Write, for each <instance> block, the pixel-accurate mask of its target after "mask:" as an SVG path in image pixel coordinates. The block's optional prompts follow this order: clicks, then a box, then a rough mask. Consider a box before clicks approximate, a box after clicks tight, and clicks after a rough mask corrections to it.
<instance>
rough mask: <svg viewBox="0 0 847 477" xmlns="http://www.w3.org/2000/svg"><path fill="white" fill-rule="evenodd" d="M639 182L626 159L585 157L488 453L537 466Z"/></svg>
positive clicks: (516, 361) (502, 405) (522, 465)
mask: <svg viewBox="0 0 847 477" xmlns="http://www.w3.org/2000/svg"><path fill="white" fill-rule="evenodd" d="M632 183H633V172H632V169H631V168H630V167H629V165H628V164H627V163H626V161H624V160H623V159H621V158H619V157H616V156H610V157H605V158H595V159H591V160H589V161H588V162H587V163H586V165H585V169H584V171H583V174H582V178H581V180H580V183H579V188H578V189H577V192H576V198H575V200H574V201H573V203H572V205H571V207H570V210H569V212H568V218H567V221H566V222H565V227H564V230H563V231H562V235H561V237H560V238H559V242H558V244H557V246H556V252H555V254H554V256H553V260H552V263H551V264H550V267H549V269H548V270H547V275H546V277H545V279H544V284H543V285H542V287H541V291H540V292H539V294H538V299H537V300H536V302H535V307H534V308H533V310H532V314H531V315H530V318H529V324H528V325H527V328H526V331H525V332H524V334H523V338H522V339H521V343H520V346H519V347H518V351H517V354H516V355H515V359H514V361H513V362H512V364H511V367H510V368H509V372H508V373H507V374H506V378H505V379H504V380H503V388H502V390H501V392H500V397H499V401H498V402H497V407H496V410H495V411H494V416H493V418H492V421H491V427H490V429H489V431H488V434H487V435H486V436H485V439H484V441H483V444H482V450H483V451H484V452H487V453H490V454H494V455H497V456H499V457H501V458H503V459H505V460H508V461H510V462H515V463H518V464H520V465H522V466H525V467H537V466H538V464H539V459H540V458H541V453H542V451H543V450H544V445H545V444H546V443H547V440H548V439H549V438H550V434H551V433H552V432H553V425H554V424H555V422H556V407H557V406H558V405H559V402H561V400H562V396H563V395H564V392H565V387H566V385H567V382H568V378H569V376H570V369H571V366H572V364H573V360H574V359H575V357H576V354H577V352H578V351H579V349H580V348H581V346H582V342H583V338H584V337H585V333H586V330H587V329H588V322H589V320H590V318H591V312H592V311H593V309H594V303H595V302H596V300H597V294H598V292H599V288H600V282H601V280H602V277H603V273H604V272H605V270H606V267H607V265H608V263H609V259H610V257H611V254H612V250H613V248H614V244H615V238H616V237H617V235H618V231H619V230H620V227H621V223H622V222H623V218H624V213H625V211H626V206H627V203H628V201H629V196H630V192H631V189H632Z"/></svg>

==

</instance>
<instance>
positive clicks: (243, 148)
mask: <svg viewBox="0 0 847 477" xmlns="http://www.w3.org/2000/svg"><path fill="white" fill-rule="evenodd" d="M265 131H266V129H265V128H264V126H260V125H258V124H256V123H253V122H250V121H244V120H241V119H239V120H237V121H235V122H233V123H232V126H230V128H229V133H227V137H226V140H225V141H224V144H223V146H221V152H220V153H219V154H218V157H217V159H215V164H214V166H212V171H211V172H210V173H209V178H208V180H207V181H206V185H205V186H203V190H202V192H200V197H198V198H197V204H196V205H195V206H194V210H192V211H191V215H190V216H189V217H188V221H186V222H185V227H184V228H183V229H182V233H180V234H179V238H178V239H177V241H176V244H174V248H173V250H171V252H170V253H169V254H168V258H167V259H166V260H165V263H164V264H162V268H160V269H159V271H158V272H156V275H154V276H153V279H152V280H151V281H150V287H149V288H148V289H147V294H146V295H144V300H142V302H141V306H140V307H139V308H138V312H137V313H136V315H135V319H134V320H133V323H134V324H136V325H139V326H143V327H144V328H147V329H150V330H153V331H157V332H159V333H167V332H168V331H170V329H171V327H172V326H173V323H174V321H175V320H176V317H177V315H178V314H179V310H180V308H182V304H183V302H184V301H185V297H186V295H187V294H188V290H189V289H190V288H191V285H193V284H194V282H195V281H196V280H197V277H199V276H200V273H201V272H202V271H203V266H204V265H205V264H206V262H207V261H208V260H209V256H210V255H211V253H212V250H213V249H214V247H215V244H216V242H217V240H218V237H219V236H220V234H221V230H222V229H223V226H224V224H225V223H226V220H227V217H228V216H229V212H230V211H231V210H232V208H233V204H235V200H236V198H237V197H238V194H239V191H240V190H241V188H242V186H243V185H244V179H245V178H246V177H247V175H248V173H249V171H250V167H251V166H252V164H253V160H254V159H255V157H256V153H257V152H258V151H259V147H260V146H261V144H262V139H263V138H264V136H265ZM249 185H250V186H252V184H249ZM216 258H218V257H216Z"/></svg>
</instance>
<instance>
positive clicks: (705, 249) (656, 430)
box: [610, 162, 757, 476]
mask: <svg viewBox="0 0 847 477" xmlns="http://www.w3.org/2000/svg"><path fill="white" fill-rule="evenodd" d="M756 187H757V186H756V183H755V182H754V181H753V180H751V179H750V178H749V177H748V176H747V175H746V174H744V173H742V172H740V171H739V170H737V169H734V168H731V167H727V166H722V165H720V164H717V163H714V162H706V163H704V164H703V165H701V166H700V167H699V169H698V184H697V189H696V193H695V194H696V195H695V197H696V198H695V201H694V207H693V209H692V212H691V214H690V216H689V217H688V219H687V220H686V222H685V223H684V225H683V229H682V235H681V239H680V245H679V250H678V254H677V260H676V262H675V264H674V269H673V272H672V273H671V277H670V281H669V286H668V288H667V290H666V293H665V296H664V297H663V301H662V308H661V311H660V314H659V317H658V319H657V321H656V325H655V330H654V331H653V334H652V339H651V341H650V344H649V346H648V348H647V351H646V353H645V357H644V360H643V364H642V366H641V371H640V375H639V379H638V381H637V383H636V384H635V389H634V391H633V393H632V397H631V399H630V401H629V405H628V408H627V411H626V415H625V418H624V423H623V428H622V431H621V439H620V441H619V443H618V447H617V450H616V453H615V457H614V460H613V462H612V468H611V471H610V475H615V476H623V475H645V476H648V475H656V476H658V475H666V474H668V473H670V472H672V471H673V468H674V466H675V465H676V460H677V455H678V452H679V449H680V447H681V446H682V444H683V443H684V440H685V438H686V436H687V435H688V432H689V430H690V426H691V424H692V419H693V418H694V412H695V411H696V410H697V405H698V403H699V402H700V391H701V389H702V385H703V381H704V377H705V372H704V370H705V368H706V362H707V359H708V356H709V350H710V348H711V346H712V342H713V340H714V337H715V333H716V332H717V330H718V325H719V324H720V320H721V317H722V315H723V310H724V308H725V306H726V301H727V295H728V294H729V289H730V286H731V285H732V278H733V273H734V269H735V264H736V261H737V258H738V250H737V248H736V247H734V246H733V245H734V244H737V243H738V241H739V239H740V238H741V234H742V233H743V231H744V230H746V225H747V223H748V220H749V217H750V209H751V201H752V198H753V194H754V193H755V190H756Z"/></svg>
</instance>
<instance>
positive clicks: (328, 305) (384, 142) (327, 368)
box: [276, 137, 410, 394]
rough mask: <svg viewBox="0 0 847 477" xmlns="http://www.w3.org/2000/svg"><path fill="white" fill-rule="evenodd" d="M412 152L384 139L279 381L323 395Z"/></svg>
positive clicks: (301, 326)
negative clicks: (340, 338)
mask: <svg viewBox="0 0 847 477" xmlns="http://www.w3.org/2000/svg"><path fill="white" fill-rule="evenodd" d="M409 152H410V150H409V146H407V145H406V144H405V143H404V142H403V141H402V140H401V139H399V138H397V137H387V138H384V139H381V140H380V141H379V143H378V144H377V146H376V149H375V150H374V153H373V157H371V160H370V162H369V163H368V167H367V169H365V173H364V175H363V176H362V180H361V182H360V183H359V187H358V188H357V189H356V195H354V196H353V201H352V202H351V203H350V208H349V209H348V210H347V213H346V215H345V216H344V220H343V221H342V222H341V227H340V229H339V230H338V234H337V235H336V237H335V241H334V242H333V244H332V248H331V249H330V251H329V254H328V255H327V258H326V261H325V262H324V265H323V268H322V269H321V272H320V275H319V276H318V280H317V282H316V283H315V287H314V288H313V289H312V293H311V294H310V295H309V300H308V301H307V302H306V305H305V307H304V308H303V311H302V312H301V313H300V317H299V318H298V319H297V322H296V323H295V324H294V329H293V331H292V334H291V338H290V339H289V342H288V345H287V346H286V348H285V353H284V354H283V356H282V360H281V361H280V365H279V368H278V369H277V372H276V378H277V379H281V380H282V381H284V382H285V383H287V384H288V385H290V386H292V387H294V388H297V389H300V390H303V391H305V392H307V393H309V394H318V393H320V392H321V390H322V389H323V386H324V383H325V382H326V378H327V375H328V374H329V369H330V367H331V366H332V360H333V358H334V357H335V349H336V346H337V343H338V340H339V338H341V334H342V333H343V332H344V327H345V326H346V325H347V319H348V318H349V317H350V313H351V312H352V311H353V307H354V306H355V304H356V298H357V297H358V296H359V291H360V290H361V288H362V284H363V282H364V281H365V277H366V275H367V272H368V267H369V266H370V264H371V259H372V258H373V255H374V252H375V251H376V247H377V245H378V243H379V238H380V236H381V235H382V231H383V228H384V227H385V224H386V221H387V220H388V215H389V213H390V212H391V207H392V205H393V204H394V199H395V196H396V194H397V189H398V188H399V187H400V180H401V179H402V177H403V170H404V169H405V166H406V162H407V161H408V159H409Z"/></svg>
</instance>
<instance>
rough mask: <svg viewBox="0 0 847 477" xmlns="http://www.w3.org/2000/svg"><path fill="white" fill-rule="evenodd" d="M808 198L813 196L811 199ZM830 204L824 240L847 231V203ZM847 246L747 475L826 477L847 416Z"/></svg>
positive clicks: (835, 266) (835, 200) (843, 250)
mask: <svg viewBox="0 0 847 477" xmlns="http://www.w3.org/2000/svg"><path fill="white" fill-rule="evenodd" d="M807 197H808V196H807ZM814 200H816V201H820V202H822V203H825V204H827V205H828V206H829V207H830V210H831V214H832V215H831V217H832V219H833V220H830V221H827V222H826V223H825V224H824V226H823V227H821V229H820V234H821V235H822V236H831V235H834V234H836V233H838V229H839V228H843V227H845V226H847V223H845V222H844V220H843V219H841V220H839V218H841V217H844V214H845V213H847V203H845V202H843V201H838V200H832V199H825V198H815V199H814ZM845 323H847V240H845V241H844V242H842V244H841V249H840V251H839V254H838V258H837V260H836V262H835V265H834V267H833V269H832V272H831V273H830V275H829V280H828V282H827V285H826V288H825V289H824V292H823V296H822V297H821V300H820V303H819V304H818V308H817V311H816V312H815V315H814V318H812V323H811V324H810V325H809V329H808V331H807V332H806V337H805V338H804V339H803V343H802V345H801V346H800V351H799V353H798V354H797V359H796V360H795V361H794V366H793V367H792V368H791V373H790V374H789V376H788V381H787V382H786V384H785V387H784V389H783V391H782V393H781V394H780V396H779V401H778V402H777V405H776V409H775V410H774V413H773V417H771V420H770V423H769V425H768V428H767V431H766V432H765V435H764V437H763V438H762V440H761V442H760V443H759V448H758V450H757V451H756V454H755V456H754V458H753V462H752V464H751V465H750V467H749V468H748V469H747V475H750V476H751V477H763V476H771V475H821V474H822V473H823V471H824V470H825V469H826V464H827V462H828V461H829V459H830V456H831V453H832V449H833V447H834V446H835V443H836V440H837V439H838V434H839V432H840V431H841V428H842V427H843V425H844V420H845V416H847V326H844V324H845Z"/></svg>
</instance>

==

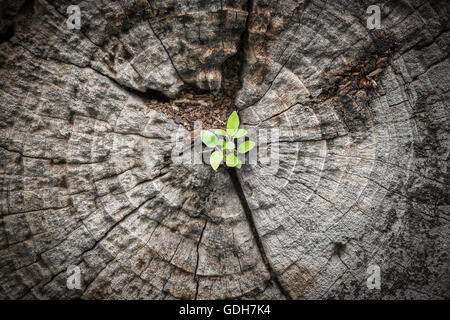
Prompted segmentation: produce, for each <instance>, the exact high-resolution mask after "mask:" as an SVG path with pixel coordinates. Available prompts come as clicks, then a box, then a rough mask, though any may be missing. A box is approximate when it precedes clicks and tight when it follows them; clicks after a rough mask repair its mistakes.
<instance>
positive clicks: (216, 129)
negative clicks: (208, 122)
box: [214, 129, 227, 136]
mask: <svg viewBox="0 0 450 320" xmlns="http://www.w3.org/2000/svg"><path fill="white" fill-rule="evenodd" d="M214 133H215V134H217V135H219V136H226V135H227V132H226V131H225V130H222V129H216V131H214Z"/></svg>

> **To-do item**
Render the rows from the line that contains "Write, for each" through the line that contains "positive clicks: (516, 361)", both included, as a JSON list of strings with one string per line and blank lines omitted.

> **Answer for the task**
[
  "Write, for each <instance> block, the pixel-accurate mask of its target after \"mask:\" as an SVG path in image pixel coordinates. The block's optional prompts follow this order: clicks, then a box, then a rough mask. Consider a box before clicks approximate, a box after clicks tight, and clicks after a rough mask corrections to it.",
  "<instance>",
  "rough mask: <svg viewBox=\"0 0 847 477\" xmlns=\"http://www.w3.org/2000/svg\"><path fill=\"white\" fill-rule=\"evenodd\" d=\"M639 182L626 159L585 157L488 453L537 466Z\"/></svg>",
  "positive clicks: (516, 361) (502, 405) (522, 465)"
]